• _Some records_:
** Begin **

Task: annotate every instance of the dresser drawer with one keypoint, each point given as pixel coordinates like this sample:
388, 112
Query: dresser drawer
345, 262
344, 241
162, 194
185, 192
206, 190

** End **
** Begin **

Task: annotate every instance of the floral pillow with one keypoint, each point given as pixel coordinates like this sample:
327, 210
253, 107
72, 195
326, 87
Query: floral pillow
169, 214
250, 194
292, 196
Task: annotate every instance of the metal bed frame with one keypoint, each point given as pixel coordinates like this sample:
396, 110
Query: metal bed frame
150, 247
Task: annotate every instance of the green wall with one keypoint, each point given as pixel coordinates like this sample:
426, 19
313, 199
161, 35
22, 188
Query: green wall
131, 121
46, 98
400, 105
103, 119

** End **

• _Task instructions_: Which lines above contain the word "sample"? Pick out each of them and copy it, treating uppercase and lowercase as different.

• _Answer in full_:
Task: annotate every instance of the dresser drawer with one keypoint, each point given as pixel coordinates like this sample:
Task: annotate every instance of the floral pillow with one keypoint, each point given as pixel coordinates like this sample:
Task: annotate every instance of the metal bed frame with one keypoint, each point given as pixel coordinates like this sample:
Task: annotate every instance of the green wall with one keypoint, each point given as pixel coordinates like this sample:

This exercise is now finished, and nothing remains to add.